**Instructions:**
[a] Summarize the article on grocery-list foods in two sentences.
[b] Keep writing the article on grocery-list foods, picking up after its final sentence.
== Text section
Legumes to Fruits: Foods You Should Always Have on Your Grocery List

Maureen Callahan | September 14, 2015

As far as good-for-you foods go, the mind-boggling mix of advice directed to adults over the age of fifty is enough to make anyone’s head spin.

6 top healthy foods

Photo by Thinkstock

Do you eat whole grains because the latest nutrition headlines say they prevent cancer? Become a vegan or vegetarian to help the heart? Honestly, eating advice for older adults changes depending on whatever research is making news.

That made us wonder, “Are there food staples that make it onto the weekly grocery list of health experts, regardless of headlines about ‘superfoods’?”

From doctors to scientists to dietitians, here’s a quick look at what six of the country’s top health experts are stashing in their shopping carts. Build these whole foods into your weekly shopping list and you’ll stay on the road to good health.

Top Food #1: Mushrooms

Dr. Dana Simpler, a primary care physician at Mercy Medical Center in Baltimore, MD, places special focus in her practice on using diet and lifestyle to prevent and reverse medical problems.

“One food I definitely eat each week is mushrooms, because mushrooms have strong anti-cancer properties and are also a great meat substitute in spaghetti sauce and soups,” Simpler says. “Mushrooms have an aromatase inhibitor effect, which reduces breast cancer occurrence and recurrence.”
====
== Dataset entries
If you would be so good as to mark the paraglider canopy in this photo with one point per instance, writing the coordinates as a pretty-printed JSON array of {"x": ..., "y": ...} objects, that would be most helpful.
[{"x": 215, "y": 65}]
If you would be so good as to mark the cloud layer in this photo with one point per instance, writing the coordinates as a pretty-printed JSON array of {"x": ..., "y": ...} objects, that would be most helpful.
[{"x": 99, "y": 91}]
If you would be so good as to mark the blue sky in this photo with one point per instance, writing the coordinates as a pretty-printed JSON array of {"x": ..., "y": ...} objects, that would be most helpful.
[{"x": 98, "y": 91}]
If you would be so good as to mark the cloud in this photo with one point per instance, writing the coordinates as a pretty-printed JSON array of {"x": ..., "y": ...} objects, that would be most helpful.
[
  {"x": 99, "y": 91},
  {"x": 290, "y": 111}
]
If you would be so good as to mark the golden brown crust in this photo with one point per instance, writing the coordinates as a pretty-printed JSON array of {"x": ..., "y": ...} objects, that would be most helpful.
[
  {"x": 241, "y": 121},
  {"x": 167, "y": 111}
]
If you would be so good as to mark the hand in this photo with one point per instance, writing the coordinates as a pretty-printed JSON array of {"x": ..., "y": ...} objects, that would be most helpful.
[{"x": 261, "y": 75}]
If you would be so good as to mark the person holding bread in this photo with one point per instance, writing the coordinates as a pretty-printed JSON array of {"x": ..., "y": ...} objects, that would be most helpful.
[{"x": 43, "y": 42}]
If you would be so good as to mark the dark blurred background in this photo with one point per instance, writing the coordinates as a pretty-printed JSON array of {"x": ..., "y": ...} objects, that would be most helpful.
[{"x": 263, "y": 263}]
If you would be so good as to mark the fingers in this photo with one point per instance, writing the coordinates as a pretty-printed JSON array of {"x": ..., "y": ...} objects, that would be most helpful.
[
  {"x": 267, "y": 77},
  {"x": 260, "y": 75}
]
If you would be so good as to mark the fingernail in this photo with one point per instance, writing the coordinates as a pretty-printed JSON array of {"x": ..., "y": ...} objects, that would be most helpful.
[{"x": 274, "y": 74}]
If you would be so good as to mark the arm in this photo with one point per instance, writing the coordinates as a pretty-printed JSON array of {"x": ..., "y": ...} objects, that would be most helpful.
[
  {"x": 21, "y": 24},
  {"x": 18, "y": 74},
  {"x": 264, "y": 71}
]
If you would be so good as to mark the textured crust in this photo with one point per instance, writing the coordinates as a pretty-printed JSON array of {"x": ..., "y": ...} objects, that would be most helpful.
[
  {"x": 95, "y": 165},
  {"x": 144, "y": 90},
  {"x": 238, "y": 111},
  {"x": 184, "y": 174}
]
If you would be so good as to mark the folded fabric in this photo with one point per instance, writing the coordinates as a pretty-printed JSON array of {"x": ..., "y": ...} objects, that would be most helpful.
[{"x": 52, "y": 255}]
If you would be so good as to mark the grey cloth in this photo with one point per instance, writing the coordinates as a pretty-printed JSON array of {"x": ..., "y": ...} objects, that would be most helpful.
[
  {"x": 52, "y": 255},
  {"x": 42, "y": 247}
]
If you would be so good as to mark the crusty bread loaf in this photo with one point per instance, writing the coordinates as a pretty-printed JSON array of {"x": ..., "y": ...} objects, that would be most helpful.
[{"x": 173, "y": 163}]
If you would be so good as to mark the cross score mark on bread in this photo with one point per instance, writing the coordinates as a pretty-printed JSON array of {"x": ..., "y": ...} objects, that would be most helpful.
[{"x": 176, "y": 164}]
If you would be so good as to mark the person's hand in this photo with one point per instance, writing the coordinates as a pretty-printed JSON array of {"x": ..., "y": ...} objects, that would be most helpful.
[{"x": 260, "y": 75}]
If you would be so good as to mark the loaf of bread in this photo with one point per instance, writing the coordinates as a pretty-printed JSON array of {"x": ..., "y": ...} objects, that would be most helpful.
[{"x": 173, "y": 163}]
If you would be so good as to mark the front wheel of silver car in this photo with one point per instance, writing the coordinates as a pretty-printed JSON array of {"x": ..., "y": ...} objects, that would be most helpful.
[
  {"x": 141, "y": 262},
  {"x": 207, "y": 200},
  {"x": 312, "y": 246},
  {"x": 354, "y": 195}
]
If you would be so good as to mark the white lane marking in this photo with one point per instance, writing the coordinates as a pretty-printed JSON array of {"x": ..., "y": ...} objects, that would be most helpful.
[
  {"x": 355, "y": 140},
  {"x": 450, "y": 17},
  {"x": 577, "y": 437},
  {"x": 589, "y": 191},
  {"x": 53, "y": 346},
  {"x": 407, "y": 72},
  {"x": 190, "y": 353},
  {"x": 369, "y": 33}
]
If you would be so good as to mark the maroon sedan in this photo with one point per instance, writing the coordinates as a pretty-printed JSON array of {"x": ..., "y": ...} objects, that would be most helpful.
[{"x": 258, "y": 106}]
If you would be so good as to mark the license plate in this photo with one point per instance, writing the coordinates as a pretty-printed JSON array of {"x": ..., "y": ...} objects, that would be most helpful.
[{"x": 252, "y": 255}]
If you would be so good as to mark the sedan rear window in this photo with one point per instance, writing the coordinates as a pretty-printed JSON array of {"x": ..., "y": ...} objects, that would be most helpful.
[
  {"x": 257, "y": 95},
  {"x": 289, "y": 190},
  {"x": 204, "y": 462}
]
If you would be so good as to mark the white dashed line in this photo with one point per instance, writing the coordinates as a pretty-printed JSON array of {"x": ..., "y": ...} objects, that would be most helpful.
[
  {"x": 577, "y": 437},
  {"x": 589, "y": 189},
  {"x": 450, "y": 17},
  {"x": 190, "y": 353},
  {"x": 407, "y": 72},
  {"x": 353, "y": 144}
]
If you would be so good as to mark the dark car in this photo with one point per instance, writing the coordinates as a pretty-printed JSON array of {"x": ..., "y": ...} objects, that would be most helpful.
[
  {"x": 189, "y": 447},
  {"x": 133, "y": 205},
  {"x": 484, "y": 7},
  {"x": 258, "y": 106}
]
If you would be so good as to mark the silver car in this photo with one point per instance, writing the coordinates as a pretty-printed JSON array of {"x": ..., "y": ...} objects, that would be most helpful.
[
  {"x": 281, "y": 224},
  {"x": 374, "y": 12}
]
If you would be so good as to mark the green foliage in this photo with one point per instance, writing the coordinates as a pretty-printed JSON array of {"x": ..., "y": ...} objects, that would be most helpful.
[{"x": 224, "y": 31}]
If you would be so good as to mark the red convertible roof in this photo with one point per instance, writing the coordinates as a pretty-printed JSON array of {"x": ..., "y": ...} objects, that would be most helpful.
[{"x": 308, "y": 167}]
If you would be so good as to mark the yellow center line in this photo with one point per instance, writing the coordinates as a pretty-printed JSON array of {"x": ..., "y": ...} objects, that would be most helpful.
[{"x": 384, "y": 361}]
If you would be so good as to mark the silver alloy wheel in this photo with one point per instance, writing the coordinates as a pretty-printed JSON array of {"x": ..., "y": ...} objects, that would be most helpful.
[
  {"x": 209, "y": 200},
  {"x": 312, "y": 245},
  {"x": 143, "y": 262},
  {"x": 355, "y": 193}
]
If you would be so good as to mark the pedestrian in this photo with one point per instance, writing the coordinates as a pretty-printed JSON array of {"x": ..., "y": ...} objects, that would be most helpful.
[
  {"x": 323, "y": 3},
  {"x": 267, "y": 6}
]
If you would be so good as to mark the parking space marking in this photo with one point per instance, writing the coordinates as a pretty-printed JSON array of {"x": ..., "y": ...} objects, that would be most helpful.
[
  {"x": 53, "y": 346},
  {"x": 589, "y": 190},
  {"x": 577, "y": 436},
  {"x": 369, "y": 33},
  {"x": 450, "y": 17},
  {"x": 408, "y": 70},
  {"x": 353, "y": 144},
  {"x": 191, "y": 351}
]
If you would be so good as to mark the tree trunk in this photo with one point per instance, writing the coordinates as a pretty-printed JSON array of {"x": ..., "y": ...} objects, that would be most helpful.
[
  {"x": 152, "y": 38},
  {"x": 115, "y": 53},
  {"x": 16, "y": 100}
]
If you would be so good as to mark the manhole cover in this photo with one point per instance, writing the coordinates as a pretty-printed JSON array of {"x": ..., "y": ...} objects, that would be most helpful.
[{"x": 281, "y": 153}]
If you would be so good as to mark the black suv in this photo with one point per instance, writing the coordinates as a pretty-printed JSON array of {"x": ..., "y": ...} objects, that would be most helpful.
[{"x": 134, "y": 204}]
====
**Results:**
[a] Because eating advice for older adults changes with whatever research is making news, the article looks at the food staples that six of the country's top health experts put in their shopping carts regardless of "superfood" headlines. The first is mushrooms, which Dr. Dana Simpler of Mercy Medical Center in Baltimore eats every week for their strong anti-cancer properties and as a meat substitute in spaghetti sauce and soups.

[b]
Top Food #2: Dried Plums

“There’s some fascinating research on dried plums — prunes — and bone health,” says Leslie J. Bonci, director of sports nutrition at the University of Pittsburgh Medical Center for Sports Medicine and a nutrition consultant to the Pittsburgh Steelers.

“Dried plums are high in boron, a mineral that is important for bone structure, and high in polyphenols, plant nutrients that may have anti-inflammatory effects,” she says.

In addition, Bonci says scientists are looking at how eating prunes might improve bone mineral density. Of course, prunes are also nature’s best digestive aid. For seniors taking probiotics, these purple-black snacks are good prebiotics, special types of sugar or starches that feed and stimulate the growth of those good-for-your-gut probiotics.

Top Food #3: Unsalted Mixed Nuts

“I like crunchy textures, so chips are definitely my downfall,” admits registered dietitian Neal G. Malik, who specializes in chronic disease prevention and nutrition at the University of California, Riverside.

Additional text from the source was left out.